_Requirement_. Restate all of the data below word for word.

Point localization data
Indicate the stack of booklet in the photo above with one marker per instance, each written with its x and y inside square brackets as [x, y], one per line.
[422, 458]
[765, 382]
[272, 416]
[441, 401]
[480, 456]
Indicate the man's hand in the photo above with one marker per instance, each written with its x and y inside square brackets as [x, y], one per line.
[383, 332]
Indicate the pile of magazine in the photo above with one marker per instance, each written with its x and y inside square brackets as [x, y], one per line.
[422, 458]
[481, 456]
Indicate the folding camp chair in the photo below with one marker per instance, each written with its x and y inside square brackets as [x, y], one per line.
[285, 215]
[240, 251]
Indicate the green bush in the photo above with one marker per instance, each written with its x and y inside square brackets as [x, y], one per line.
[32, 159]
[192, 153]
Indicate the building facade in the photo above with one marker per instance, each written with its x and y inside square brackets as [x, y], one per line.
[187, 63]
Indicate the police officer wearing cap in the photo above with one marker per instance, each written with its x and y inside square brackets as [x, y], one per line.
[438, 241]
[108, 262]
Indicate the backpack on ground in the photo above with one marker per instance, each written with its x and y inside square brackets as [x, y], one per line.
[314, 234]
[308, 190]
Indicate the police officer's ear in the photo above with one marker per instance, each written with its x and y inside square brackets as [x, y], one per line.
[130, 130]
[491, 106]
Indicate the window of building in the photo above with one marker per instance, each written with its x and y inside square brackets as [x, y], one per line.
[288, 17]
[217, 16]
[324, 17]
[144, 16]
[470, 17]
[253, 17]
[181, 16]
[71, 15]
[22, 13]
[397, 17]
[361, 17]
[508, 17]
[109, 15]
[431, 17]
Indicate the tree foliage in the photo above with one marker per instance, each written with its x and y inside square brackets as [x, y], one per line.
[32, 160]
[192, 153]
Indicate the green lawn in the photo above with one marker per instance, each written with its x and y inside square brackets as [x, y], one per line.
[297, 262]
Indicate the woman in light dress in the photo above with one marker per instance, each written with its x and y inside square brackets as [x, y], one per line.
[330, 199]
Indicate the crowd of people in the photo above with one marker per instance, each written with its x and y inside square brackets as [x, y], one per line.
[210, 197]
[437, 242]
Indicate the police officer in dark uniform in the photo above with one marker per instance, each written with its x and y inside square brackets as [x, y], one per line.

_Solved exercise_.
Indicate the stack of booklet in the photo above with one marker per instance, each written with its x and y inside square brackets as [x, y], one per line.
[422, 458]
[765, 382]
[272, 416]
[441, 401]
[480, 456]
Indicate the man's hand in the photo above with one marker per instance, each written with its x and y inside square brackets as [x, y], one per line.
[383, 332]
Indicate the pile of magazine in the photo above with one marker per instance, each written with its x and y inside square brackets as [x, y], one per line.
[422, 458]
[481, 456]
Indicate the folding camp chair in the photo below with one marker per instance, each written with its x and y inside square brackets as [x, y], one per line.
[285, 215]
[240, 251]
Indicate the green bush in the photo above with one marker per instance, each written with its x and y inside square brackets as [x, y], one per line.
[32, 159]
[192, 153]
Indicate the building facade in the photo above with one marker per instance, each written with its x and y inside square brackets as [x, y], one per line.
[187, 63]
Indicate the police officer wearing cap in the photo above with one marker per instance, each written with its x and y inside square brackets as [x, y], one per line.
[438, 241]
[108, 262]
Indicate the backpack on ground in the photo above with one marker per instance, each written with its x and y inside square brackets as [x, y], one per line.
[314, 234]
[308, 190]
Indicate the police officer's ear in the photo above with one marker per instance, each written with its x and y inside square brackets as [x, y], one per line.
[130, 130]
[491, 106]
Indicate the window of building in the photo above with one marker per instance, each written with its x and y inside square brackets as [x, y], one per line.
[288, 17]
[217, 16]
[324, 17]
[144, 16]
[470, 17]
[253, 17]
[181, 16]
[71, 15]
[22, 13]
[397, 17]
[361, 17]
[508, 17]
[109, 15]
[431, 17]
Indicate the tree foliage in the photo above with one marker per instance, each written with its x and y inside square brackets as [x, y], one per line.
[32, 160]
[192, 153]
Indicate the green lawn in the photo above with one marker per instance, each written with its x and y inside square brackets as [x, y], one per line.
[297, 262]
Indicate the woman in light dress in the photo above with one marker per instance, each written with its x and y inside square brackets as [x, y], one per line.
[330, 199]
Indicate the crowd of people in the photo above with one marker per instance, each written with its x and y inside square brackets as [x, y], one per line.
[210, 197]
[437, 242]
Indicate the police officer in dark uniform in the photo above with one marker per instance, each written with its x and y inside square brackets as [x, y], one per line.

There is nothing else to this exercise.